Given exercise » Put each nonblank line of the listing below into a Markdown table with the columns Row and Line, numbering the rows in order. Leave the pictures out of the table.

Items »
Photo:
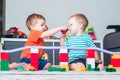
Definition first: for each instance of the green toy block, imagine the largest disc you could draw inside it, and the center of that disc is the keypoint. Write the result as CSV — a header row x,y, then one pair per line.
x,y
4,65
97,69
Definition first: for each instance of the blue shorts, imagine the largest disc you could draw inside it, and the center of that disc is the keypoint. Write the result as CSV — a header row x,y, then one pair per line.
x,y
81,60
41,63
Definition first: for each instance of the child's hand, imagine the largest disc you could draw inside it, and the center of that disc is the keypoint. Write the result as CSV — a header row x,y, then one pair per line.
x,y
64,31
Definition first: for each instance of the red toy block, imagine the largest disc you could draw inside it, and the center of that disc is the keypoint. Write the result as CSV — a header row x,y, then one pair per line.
x,y
34,60
115,62
63,57
4,56
90,54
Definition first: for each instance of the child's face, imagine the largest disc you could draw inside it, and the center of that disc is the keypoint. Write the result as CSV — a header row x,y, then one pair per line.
x,y
39,25
74,26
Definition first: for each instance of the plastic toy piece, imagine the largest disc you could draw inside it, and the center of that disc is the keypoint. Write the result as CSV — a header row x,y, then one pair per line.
x,y
4,65
90,58
20,68
64,31
30,68
52,69
4,56
80,69
65,66
63,56
34,58
42,58
110,70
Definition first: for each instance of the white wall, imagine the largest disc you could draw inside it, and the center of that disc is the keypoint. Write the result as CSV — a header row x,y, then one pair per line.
x,y
100,13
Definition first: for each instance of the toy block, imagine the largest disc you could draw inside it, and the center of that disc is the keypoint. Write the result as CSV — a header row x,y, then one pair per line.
x,y
115,56
89,67
63,57
80,69
97,69
65,66
90,58
20,68
110,70
4,65
52,69
4,55
90,54
117,68
34,58
63,51
115,62
42,58
110,66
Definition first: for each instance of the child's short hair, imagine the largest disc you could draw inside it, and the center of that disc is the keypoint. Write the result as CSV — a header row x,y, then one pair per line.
x,y
81,18
32,17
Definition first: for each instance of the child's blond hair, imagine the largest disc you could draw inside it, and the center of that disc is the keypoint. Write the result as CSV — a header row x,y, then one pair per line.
x,y
33,17
81,18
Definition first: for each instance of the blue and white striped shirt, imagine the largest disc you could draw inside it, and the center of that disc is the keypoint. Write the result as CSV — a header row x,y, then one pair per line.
x,y
83,40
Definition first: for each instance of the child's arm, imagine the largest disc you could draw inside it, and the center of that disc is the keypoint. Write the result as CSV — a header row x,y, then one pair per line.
x,y
62,38
52,31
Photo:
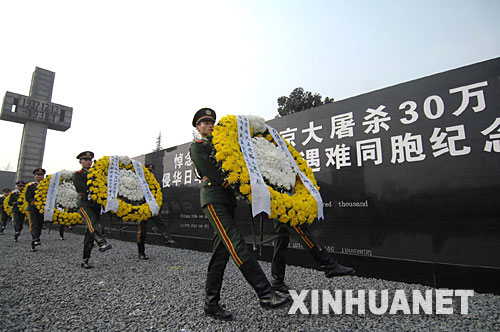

The solution »
| Row | Line |
|---|---|
| 1 | Photo: |
| 2 | Definition first: for each instance of the green toy block, imagine the largest disc you could draw inside it, and the center of that disc is the keypoint. Write the result as CSV — a header row x,y, then one pair per line. |
| 3 | x,y |
| 4 | 4,65 |
| 5 | 97,69 |
| 6 | Definition first: for each instance of the blue shorts, imagine the largest disc you could draw inside it, and the center of that disc is the keypoint. Write the result as CSV — a header row x,y, then one pair per line. |
| 7 | x,y |
| 8 | 81,60 |
| 9 | 41,63 |
| 10 | Definition first: for each instance of the child's hand, imagine the largest disc you could draw inside it, and the center of that disc is the keypoint. Write the result as CSV — a header row x,y, then one pair per line. |
| 11 | x,y |
| 12 | 64,31 |
| 13 | Definition first: for each instance of the red toy block, imagine the largest disc you could draw inside it, and the center of that disc is the keypoint. Write the result as CSV — a header row x,y, then one pair per line. |
| 14 | x,y |
| 15 | 34,60 |
| 16 | 115,62 |
| 17 | 63,57 |
| 18 | 4,56 |
| 19 | 90,54 |
| 20 | Definition first: for each instance of the child's face, imagine the largest disc you could draw inside it, and the center of that disc is the keypoint. Write the result as CSV — a header row x,y, then one pair per line. |
| 21 | x,y |
| 22 | 39,25 |
| 23 | 74,26 |
| 24 | Definition first: for each instance of the plastic toy piece, imagine the largest disc you could draw inside it, and the center of that disc is the keypoint. Write the result as CSV — a header row x,y, then one pair per line. |
| 25 | x,y |
| 26 | 4,65 |
| 27 | 90,58 |
| 28 | 20,68 |
| 29 | 64,31 |
| 30 | 30,68 |
| 31 | 52,69 |
| 32 | 4,56 |
| 33 | 80,69 |
| 34 | 65,66 |
| 35 | 63,56 |
| 36 | 34,58 |
| 37 | 42,58 |
| 38 | 110,70 |
| 39 | Definition first: for each instance of the white wall, imagine the largest disc you could draw inside it, and the center of that disc is the keypoint. Write the result as CSV — a header row x,y, then one pair per line. |
| 40 | x,y |
| 41 | 100,13 |
| 42 | Definition first: for each instance of the toy block, imagine the largest disc you could draw inside it, and the center of that disc is the keypoint. Write the result as CSV — a header row x,y, then one pair per line. |
| 43 | x,y |
| 44 | 115,56 |
| 45 | 89,67 |
| 46 | 63,57 |
| 47 | 80,69 |
| 48 | 97,69 |
| 49 | 65,66 |
| 50 | 90,58 |
| 51 | 20,68 |
| 52 | 110,70 |
| 53 | 4,65 |
| 54 | 52,69 |
| 55 | 4,55 |
| 56 | 90,54 |
| 57 | 117,68 |
| 58 | 34,58 |
| 59 | 63,51 |
| 60 | 115,62 |
| 61 | 42,58 |
| 62 | 110,66 |
| 63 | Definition first: for each instance of the child's short hair, imagine the largest disc you could draw inside it, and the center of that disc is the keypoint. Write the result as CSV — a header row x,y, then one pair per line. |
| 64 | x,y |
| 65 | 81,18 |
| 66 | 32,17 |
| 67 | Definition first: for each instance of the child's blond hair, imagine the largest disc you could draw inside it, and the center of that disc is the keypoint. Write the result as CSV — a header row x,y, then one pair per line. |
| 68 | x,y |
| 69 | 33,17 |
| 70 | 81,18 |
| 71 | Definition first: for each instance of the blue and white striped shirt, imagine the largest disc you could draw inside it, and the center of that disc is the keypoint. Write the result as CSV — a header row x,y, then one pair per line. |
| 72 | x,y |
| 73 | 83,40 |
| 74 | Definition first: for each instance of the child's arm, imagine the largest disc you could draw inside it, and the center of that disc is the keypoint. Write the result as CSV — a header row x,y, then one pair per line. |
| 75 | x,y |
| 76 | 62,38 |
| 77 | 52,31 |
| 78 | Photo: |